> **PROBLEM DESCRIPTION**
Return the listing lines from the start of the listing through the line containing "ask: trace the outline of every instance of the burning", with both ends included, character for character.

> **DATA IN THIS EXERCISE**
-- Begin --

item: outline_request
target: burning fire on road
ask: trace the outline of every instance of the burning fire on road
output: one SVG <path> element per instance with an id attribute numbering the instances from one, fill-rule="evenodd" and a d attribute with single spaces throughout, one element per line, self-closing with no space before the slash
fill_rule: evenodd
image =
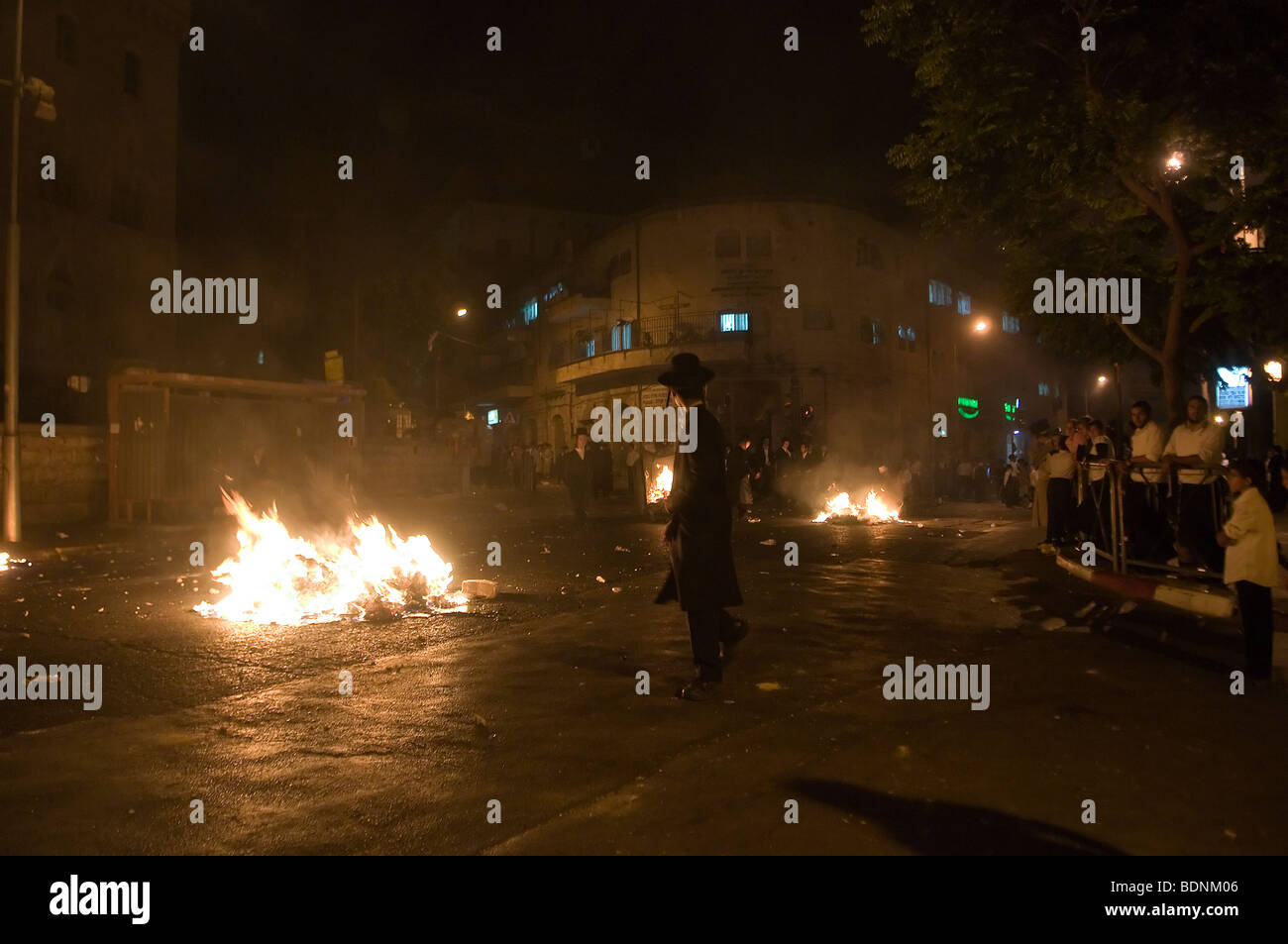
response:
<path id="1" fill-rule="evenodd" d="M 460 610 L 466 603 L 448 592 L 452 565 L 425 534 L 402 538 L 375 518 L 350 518 L 348 534 L 314 543 L 291 534 L 276 507 L 255 514 L 237 492 L 223 496 L 241 550 L 211 573 L 228 594 L 193 607 L 204 617 L 300 626 Z"/>
<path id="2" fill-rule="evenodd" d="M 665 501 L 667 496 L 671 495 L 671 479 L 674 473 L 671 466 L 659 465 L 653 470 L 653 479 L 648 483 L 648 489 L 645 491 L 645 497 L 649 505 L 654 505 L 659 501 Z"/>
<path id="3" fill-rule="evenodd" d="M 835 486 L 833 486 L 835 488 Z M 850 501 L 849 492 L 840 492 L 823 502 L 823 510 L 815 515 L 815 522 L 902 522 L 899 506 L 886 497 L 877 495 L 875 488 L 868 489 L 868 497 L 862 505 Z"/>

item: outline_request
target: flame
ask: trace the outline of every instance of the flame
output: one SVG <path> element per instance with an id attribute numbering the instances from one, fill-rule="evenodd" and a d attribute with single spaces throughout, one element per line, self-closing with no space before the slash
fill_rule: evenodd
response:
<path id="1" fill-rule="evenodd" d="M 832 518 L 863 518 L 869 522 L 899 522 L 899 509 L 887 504 L 875 488 L 868 489 L 868 497 L 862 505 L 850 502 L 849 492 L 840 492 L 823 504 L 823 510 L 814 516 L 815 522 L 827 522 Z"/>
<path id="2" fill-rule="evenodd" d="M 649 505 L 652 505 L 653 502 L 662 501 L 668 495 L 671 495 L 671 480 L 674 478 L 675 475 L 671 471 L 671 466 L 668 465 L 663 465 L 654 473 L 653 480 L 648 483 L 648 491 L 645 493 Z"/>
<path id="3" fill-rule="evenodd" d="M 211 572 L 228 595 L 193 607 L 204 617 L 298 626 L 361 619 L 370 609 L 404 616 L 465 604 L 464 595 L 448 594 L 452 565 L 424 534 L 403 540 L 375 518 L 350 518 L 348 536 L 318 546 L 292 536 L 276 507 L 256 515 L 241 495 L 223 496 L 241 550 Z"/>

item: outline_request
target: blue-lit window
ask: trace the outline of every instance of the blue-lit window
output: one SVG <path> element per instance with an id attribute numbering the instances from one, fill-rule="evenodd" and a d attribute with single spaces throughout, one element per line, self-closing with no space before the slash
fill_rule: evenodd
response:
<path id="1" fill-rule="evenodd" d="M 748 316 L 746 312 L 723 312 L 720 314 L 721 331 L 746 331 Z"/>
<path id="2" fill-rule="evenodd" d="M 631 349 L 631 326 L 630 322 L 620 321 L 613 325 L 612 336 L 613 350 L 630 350 Z"/>
<path id="3" fill-rule="evenodd" d="M 930 279 L 930 304 L 943 305 L 944 308 L 953 304 L 953 290 L 947 282 Z"/>

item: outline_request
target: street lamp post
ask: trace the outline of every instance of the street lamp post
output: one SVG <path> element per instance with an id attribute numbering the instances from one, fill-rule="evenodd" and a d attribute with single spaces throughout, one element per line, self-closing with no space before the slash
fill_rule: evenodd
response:
<path id="1" fill-rule="evenodd" d="M 21 264 L 18 254 L 18 120 L 22 117 L 22 93 L 28 91 L 40 99 L 36 117 L 53 121 L 54 90 L 39 79 L 26 84 L 22 79 L 22 3 L 14 28 L 13 81 L 0 81 L 13 89 L 13 129 L 12 152 L 9 156 L 9 227 L 5 238 L 5 287 L 4 287 L 4 540 L 22 540 L 22 505 L 18 488 L 18 287 Z"/>

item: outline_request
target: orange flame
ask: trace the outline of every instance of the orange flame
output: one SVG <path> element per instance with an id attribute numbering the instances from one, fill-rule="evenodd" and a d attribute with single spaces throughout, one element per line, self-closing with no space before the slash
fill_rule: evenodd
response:
<path id="1" fill-rule="evenodd" d="M 298 626 L 361 619 L 370 609 L 404 616 L 411 608 L 465 604 L 464 595 L 448 594 L 452 565 L 424 534 L 403 540 L 375 518 L 350 518 L 343 541 L 319 547 L 292 536 L 276 507 L 256 515 L 236 492 L 223 496 L 228 514 L 237 518 L 241 550 L 211 572 L 228 595 L 193 607 L 204 617 Z"/>
<path id="2" fill-rule="evenodd" d="M 657 470 L 653 475 L 653 480 L 648 483 L 648 491 L 645 492 L 649 505 L 663 501 L 671 495 L 671 480 L 674 478 L 675 475 L 668 465 L 663 465 Z"/>

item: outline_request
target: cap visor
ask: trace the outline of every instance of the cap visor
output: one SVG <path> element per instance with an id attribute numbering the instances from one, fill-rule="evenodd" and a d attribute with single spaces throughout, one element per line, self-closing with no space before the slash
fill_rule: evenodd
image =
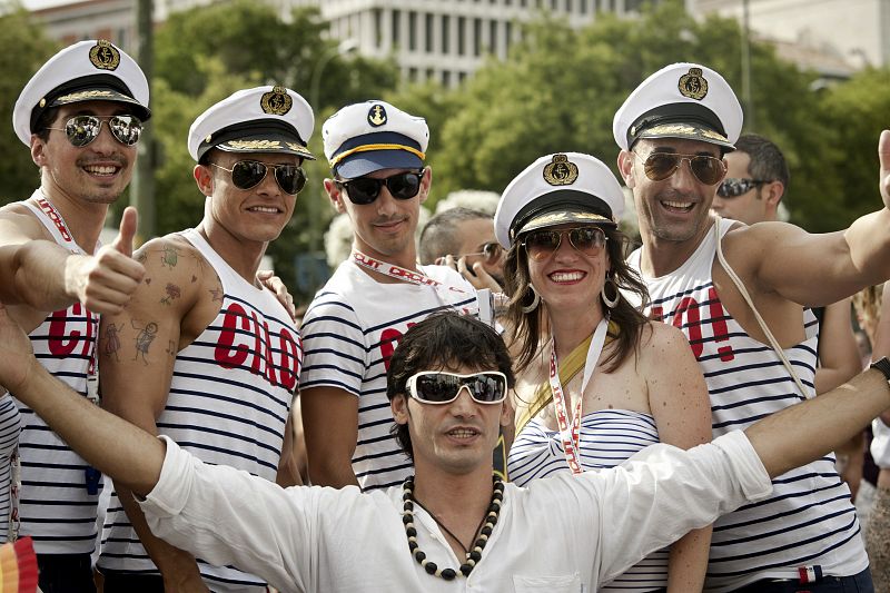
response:
<path id="1" fill-rule="evenodd" d="M 275 134 L 257 134 L 249 138 L 226 140 L 216 145 L 215 148 L 226 152 L 281 152 L 315 160 L 315 156 L 305 146 L 294 141 L 294 138 Z"/>
<path id="2" fill-rule="evenodd" d="M 349 155 L 334 169 L 334 172 L 346 179 L 364 177 L 383 169 L 422 169 L 421 157 L 407 150 L 368 150 Z"/>
<path id="3" fill-rule="evenodd" d="M 661 123 L 646 128 L 637 138 L 684 138 L 722 146 L 734 150 L 735 147 L 725 136 L 710 128 L 691 123 Z"/>
<path id="4" fill-rule="evenodd" d="M 540 216 L 535 216 L 526 224 L 524 224 L 522 228 L 516 231 L 516 235 L 528 233 L 530 230 L 537 230 L 540 228 L 555 227 L 568 224 L 600 225 L 603 227 L 612 227 L 612 228 L 616 226 L 614 220 L 594 213 L 556 211 L 556 213 L 546 213 Z"/>

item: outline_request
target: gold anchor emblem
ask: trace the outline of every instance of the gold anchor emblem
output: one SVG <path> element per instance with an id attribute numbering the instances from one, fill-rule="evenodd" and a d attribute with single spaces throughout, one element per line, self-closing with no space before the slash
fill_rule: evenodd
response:
<path id="1" fill-rule="evenodd" d="M 384 109 L 382 105 L 378 103 L 370 108 L 368 111 L 368 123 L 375 128 L 379 128 L 386 123 L 386 109 Z"/>

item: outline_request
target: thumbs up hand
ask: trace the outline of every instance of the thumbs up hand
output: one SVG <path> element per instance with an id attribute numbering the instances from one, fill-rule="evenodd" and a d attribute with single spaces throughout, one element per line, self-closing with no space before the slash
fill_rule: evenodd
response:
<path id="1" fill-rule="evenodd" d="M 128 207 L 111 245 L 106 245 L 95 256 L 75 255 L 66 261 L 68 294 L 93 313 L 123 310 L 146 275 L 142 264 L 132 259 L 137 223 L 136 208 Z"/>

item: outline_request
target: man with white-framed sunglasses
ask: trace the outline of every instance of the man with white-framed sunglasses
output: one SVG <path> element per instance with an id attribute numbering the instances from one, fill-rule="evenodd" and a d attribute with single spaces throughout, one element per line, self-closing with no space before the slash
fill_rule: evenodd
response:
<path id="1" fill-rule="evenodd" d="M 314 125 L 306 100 L 279 86 L 239 90 L 198 116 L 188 149 L 204 218 L 135 254 L 146 280 L 99 333 L 102 407 L 205 462 L 283 484 L 298 481 L 283 451 L 303 348 L 291 312 L 257 271 L 305 186 Z M 97 565 L 108 593 L 266 587 L 152 536 L 122 484 Z"/>
<path id="2" fill-rule="evenodd" d="M 478 313 L 476 289 L 445 266 L 417 263 L 415 231 L 429 195 L 426 121 L 385 101 L 349 105 L 322 129 L 353 250 L 303 319 L 300 407 L 313 484 L 363 490 L 400 483 L 412 462 L 388 437 L 386 369 L 402 335 L 442 309 Z"/>
<path id="3" fill-rule="evenodd" d="M 878 146 L 882 208 L 848 229 L 811 235 L 711 211 L 741 129 L 732 88 L 698 63 L 651 75 L 613 120 L 643 243 L 629 264 L 649 289 L 646 313 L 690 342 L 714 436 L 813 397 L 819 330 L 811 307 L 890 277 L 890 132 Z M 753 190 L 768 180 L 743 185 Z M 705 589 L 871 591 L 856 510 L 833 456 L 792 468 L 774 486 L 769 501 L 714 524 Z"/>
<path id="4" fill-rule="evenodd" d="M 148 95 L 132 58 L 108 41 L 88 40 L 50 58 L 12 113 L 16 135 L 40 169 L 40 187 L 0 208 L 0 298 L 14 305 L 12 315 L 46 368 L 97 402 L 99 314 L 120 312 L 145 274 L 130 257 L 136 210 L 125 210 L 111 245 L 100 246 L 99 234 L 130 182 L 151 115 Z M 2 395 L 0 540 L 34 538 L 43 591 L 93 591 L 101 475 L 27 406 L 19 409 L 21 477 L 10 484 L 20 423 L 13 401 Z M 18 513 L 20 528 L 10 513 Z"/>

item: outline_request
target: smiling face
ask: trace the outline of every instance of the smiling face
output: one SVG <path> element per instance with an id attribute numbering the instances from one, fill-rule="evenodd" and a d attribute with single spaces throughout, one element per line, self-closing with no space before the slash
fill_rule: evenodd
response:
<path id="1" fill-rule="evenodd" d="M 448 365 L 441 370 L 466 375 L 491 368 Z M 408 426 L 418 475 L 429 468 L 454 475 L 491 473 L 500 427 L 512 421 L 505 402 L 479 404 L 466 388 L 448 404 L 424 404 L 408 395 L 397 395 L 392 408 L 396 423 Z"/>
<path id="2" fill-rule="evenodd" d="M 277 152 L 224 152 L 214 150 L 208 165 L 195 167 L 195 180 L 205 196 L 210 196 L 205 224 L 225 229 L 238 243 L 266 244 L 275 240 L 290 220 L 297 196 L 287 194 L 275 179 L 271 168 L 256 186 L 239 189 L 231 180 L 231 169 L 239 160 L 266 165 L 299 165 L 295 155 Z M 215 166 L 216 165 L 216 166 Z"/>
<path id="3" fill-rule="evenodd" d="M 85 147 L 72 146 L 63 130 L 73 116 L 107 118 L 130 115 L 126 103 L 85 101 L 59 108 L 49 125 L 47 140 L 31 136 L 31 157 L 40 168 L 43 190 L 51 197 L 67 196 L 76 201 L 112 204 L 132 177 L 136 145 L 126 146 L 111 136 L 108 119 L 102 119 L 99 136 Z"/>
<path id="4" fill-rule="evenodd" d="M 412 169 L 382 169 L 366 177 L 385 179 Z M 421 180 L 421 189 L 411 199 L 396 199 L 384 185 L 380 192 L 370 204 L 358 205 L 349 201 L 348 190 L 333 179 L 325 179 L 325 190 L 337 211 L 345 213 L 352 221 L 355 234 L 355 246 L 365 255 L 399 264 L 414 266 L 417 248 L 414 233 L 421 213 L 421 204 L 429 194 L 433 171 L 427 167 Z"/>
<path id="5" fill-rule="evenodd" d="M 547 227 L 563 231 L 577 227 L 577 223 Z M 591 255 L 575 249 L 564 233 L 560 247 L 550 257 L 537 261 L 526 257 L 528 277 L 547 307 L 551 319 L 564 317 L 580 319 L 592 313 L 602 313 L 600 291 L 609 270 L 605 247 Z"/>
<path id="6" fill-rule="evenodd" d="M 653 181 L 644 171 L 646 157 L 652 152 L 720 158 L 720 148 L 696 140 L 642 139 L 633 147 L 633 152 L 623 150 L 619 157 L 624 182 L 633 190 L 640 233 L 665 241 L 698 241 L 706 228 L 709 209 L 719 181 L 714 185 L 700 181 L 688 160 L 683 160 L 666 179 Z"/>

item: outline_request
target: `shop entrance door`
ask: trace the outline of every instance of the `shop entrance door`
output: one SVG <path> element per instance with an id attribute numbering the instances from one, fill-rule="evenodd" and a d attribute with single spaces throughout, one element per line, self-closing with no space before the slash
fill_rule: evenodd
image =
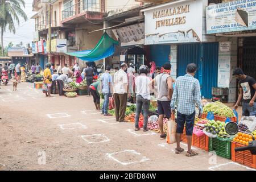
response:
<path id="1" fill-rule="evenodd" d="M 218 79 L 218 43 L 195 43 L 178 45 L 177 76 L 186 74 L 187 65 L 195 63 L 195 78 L 201 86 L 201 95 L 212 98 L 212 87 L 216 87 Z"/>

-- End --

> **RESULT BELOW**
item: outline_request
target: burning fire on road
ask: trace the outline of every instance of the burning fire on road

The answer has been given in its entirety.